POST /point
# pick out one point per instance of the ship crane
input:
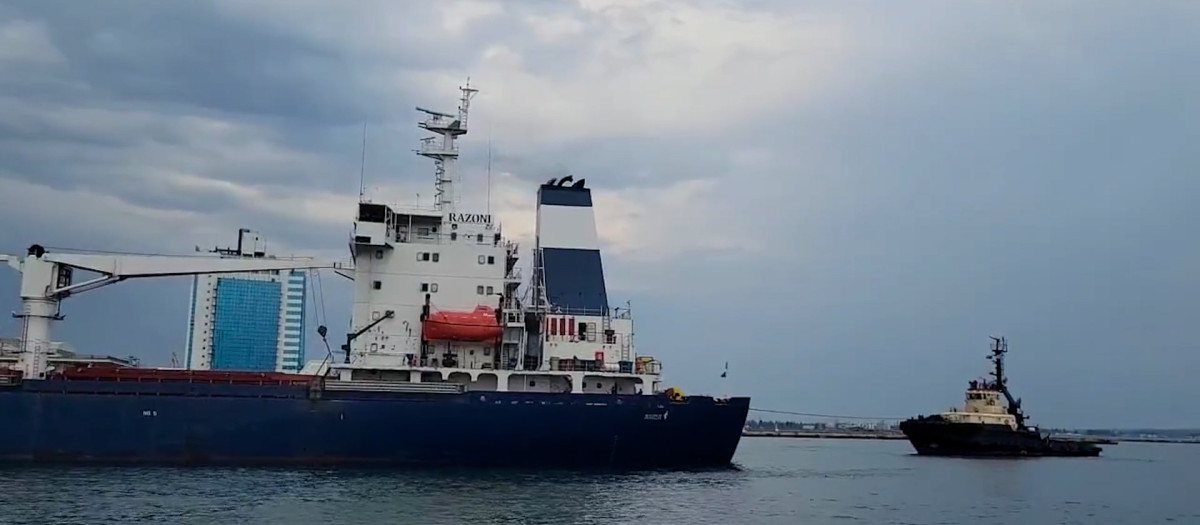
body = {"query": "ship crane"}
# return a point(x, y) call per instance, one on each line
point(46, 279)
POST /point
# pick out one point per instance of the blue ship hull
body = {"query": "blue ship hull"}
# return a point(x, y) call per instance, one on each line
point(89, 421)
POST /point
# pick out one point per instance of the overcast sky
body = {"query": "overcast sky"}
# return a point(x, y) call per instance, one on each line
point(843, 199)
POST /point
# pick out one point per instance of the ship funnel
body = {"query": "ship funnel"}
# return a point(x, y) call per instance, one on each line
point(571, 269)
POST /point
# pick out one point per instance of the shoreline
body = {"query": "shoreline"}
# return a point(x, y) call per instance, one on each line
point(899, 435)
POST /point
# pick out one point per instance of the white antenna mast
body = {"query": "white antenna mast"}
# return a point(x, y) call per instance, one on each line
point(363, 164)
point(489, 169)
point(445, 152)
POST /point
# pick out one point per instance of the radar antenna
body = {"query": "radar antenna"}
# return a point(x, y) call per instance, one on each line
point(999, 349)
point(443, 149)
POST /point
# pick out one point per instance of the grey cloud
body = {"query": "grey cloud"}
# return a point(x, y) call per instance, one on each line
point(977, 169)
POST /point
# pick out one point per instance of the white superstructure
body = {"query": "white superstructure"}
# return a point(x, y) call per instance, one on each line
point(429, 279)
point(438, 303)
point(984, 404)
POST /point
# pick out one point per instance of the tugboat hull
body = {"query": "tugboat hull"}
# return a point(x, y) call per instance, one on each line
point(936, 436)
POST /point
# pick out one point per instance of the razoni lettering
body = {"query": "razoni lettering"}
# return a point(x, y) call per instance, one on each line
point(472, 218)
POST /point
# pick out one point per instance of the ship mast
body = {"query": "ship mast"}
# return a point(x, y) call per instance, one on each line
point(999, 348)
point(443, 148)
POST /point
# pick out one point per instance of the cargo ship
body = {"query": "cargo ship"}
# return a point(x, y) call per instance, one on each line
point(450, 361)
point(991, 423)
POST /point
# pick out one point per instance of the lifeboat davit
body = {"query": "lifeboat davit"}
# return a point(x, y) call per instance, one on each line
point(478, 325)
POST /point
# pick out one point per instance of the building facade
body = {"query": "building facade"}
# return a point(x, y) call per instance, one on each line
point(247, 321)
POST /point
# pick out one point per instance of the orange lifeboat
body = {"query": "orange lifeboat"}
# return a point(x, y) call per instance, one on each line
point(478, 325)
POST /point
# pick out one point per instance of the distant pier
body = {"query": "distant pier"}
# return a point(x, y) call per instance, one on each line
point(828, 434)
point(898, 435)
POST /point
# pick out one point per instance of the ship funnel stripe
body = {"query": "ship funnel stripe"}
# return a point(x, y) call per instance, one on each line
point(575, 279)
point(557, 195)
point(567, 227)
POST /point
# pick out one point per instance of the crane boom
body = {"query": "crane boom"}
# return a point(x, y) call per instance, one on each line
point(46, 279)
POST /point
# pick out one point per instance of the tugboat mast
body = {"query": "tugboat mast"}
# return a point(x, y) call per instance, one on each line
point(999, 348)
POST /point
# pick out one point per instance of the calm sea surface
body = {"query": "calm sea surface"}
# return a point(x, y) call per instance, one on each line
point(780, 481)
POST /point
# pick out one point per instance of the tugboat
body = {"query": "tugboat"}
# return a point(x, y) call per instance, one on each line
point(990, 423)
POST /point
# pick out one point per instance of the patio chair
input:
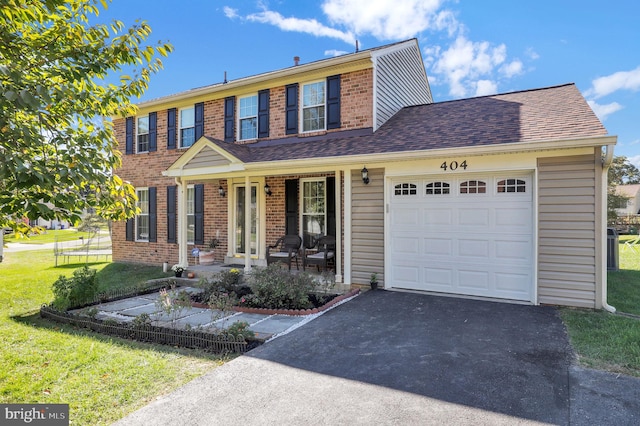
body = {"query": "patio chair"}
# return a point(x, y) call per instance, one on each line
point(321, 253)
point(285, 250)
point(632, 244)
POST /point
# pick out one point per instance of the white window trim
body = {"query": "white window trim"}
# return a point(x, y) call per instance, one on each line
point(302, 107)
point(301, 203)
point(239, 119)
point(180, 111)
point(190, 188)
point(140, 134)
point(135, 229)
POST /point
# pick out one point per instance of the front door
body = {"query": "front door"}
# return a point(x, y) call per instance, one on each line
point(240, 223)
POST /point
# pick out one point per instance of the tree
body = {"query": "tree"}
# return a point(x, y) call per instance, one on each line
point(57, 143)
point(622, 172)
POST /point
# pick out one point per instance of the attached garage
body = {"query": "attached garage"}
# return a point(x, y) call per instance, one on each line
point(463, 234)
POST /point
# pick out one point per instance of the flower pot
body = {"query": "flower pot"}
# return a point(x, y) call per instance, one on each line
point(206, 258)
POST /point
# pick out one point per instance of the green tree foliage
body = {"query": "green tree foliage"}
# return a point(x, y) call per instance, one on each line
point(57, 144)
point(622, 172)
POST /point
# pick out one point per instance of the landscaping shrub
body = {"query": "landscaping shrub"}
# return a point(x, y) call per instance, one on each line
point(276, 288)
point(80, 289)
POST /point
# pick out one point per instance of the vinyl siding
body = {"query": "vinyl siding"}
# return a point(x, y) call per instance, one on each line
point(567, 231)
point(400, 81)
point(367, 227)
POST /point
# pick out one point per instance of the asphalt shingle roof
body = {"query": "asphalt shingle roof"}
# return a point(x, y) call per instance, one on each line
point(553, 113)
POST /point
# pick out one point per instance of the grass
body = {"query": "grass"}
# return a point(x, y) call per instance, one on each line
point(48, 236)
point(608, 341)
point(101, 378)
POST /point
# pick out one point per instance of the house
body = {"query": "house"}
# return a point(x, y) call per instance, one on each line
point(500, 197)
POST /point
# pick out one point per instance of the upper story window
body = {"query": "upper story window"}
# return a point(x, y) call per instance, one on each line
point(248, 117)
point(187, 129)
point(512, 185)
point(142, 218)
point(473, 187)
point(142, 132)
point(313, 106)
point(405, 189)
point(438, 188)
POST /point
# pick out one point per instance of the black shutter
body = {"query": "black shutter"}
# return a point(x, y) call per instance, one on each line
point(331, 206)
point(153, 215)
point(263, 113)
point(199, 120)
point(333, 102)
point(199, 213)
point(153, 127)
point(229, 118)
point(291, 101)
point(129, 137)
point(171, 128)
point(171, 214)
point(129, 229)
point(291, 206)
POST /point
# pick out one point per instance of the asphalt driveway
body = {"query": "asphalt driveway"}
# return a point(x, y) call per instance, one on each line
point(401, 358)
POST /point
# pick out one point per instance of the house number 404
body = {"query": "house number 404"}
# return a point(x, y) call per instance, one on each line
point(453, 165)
####################
- About this task: Scan the material above for the word "vinyl", and copy each line where it appears.

- Answer space:
# pick out one point per instance of the vinyl siding
body = {"query": "vinyl siding"}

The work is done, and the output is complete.